§ **ARTICLE**:
::::::::

The Company's results of operations for the second fiscal quarter of 1998 were
negatively affected by the factors discussed above, and the Company expects
further impact on its results of operations for the third and fourth fiscal
quarters of 1998. There is a high degree of uncertainty regarding DRAM capacity
issues, demand shifts in the personal computer industry and the near-term
economic health of Asian countries, particularly Japan and Korea, and their
related effect on the demand for semiconductor capital equipment. For these and
other reasons, the Company's results of operations for the three and six months
ended April 26, 1998 are not necessarily indicative of future operating results.

::::::::

§ **DATA ROWS**:

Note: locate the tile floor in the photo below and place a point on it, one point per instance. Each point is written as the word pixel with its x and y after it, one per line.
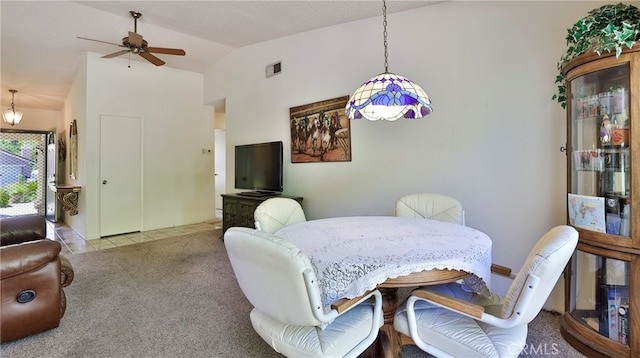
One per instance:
pixel 72 243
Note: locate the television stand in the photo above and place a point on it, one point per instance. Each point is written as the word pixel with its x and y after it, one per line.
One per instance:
pixel 237 210
pixel 259 193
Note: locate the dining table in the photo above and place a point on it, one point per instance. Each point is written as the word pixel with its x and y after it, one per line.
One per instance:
pixel 353 255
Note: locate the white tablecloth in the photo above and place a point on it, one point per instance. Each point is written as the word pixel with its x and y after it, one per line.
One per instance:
pixel 354 254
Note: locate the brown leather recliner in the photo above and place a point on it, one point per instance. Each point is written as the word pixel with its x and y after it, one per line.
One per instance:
pixel 32 275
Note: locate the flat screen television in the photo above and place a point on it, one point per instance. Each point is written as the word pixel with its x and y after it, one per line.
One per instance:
pixel 258 168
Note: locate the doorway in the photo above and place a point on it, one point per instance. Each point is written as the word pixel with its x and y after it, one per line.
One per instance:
pixel 23 158
pixel 120 175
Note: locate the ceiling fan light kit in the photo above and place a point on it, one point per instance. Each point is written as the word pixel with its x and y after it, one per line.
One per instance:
pixel 134 43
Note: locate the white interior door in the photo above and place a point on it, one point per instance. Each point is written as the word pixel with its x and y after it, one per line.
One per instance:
pixel 220 163
pixel 120 175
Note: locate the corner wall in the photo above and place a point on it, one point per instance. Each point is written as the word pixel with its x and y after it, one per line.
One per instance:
pixel 177 179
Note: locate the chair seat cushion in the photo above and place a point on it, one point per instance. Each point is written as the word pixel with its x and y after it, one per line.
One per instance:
pixel 336 340
pixel 465 336
pixel 459 335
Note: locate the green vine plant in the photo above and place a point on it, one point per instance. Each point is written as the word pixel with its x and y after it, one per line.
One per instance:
pixel 608 28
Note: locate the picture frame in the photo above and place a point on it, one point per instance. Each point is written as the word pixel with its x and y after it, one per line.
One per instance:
pixel 73 150
pixel 320 132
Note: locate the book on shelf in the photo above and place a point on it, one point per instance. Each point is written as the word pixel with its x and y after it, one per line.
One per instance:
pixel 614 312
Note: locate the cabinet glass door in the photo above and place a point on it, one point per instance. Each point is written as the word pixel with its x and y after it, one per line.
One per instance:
pixel 600 299
pixel 600 181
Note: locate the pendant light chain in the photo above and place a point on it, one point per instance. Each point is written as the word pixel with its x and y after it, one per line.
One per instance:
pixel 384 34
pixel 388 96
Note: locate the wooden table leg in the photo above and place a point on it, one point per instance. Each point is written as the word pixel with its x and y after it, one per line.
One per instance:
pixel 388 344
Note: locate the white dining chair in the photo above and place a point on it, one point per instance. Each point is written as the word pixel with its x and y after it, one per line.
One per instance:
pixel 280 282
pixel 449 321
pixel 430 206
pixel 276 213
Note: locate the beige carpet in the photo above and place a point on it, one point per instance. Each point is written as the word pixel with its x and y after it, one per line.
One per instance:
pixel 175 297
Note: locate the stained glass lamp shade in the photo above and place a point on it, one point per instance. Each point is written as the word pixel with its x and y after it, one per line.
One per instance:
pixel 11 116
pixel 388 97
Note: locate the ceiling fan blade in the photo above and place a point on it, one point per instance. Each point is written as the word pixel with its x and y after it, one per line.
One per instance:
pixel 106 42
pixel 135 39
pixel 116 54
pixel 167 51
pixel 151 58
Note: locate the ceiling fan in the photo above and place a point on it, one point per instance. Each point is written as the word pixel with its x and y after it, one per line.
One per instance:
pixel 136 45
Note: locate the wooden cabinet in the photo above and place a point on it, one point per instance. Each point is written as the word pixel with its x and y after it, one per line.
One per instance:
pixel 602 280
pixel 237 210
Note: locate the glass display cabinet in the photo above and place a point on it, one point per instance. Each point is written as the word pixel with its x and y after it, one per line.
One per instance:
pixel 602 280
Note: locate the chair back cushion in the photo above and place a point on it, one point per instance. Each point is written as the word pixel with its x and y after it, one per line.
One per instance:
pixel 269 271
pixel 546 260
pixel 276 213
pixel 19 229
pixel 430 206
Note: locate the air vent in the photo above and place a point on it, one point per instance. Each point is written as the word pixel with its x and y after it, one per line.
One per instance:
pixel 274 69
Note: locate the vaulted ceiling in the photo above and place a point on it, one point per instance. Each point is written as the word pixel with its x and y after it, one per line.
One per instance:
pixel 41 52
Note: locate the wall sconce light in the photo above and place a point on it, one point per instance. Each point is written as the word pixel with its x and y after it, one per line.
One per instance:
pixel 11 116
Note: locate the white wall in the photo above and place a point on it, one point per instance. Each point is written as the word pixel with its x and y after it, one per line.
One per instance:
pixel 492 142
pixel 178 181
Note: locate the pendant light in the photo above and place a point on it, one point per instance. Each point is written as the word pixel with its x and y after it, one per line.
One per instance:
pixel 11 116
pixel 388 96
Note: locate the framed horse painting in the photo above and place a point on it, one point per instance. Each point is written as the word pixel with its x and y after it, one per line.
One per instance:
pixel 320 132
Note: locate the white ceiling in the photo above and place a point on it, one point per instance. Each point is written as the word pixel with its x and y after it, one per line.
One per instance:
pixel 41 52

::::::::

§ **THINGS TO DO**:
[A] Reproduce the part of the passage on the Company's 1998 results that starts with "The Company's results of operations for the second" and goes on through "future operating results.".
[B] Please list every 1998 fiscal quarter that the passage on the Company's 1998 results mentions.
[C] Continue the passage on the Company's 1998 results from its last sentence.
The entries come from a separate source.

§ **RESULTS FOR EACH TASK**:
[A]
The Company's results of operations for the second fiscal quarter of 1998 were
negatively affected by the factors discussed above, and the Company expects
further impact on its results of operations for the third and fourth fiscal
quarters of 1998. There is a high degree of uncertainty regarding DRAM capacity
issues, demand shifts in the personal computer industry and the near-term
economic health of Asian countries, particularly Japan and Korea, and their
related effect on the demand for semiconductor capital equipment. For these and
other reasons, the Company's results of operations for the three and six months
ended April 26, 1998 are not necessarily indicative of future operating results.

[B]
- Second fiscal quarter
- Third fiscal quarter
- Fourth fiscal quarter

[C]
The Company's net sales for the three and six months ended April 26, 1998
increased 30.6 and 43.0 percent, respectively, from the corresponding periods of
fiscal 1997. During the corresponding periods of fiscal 1997, the Company's
results of operations were negatively affected by a downturn in the
semiconductor industry that began in 1996. Industry conditions improved during
the latter half of the Company's fiscal 1997, and the Company achieved record
new orders for the fourth fiscal quarter of 1997, driven by strengthening demand
for leading-edge capability from logic and microprocessor device manufacturers,
foundry capacity investments by customers located primarily in Taiwan, and
selected strategic investments in 0.25 micron technology by DRAM manufacturers.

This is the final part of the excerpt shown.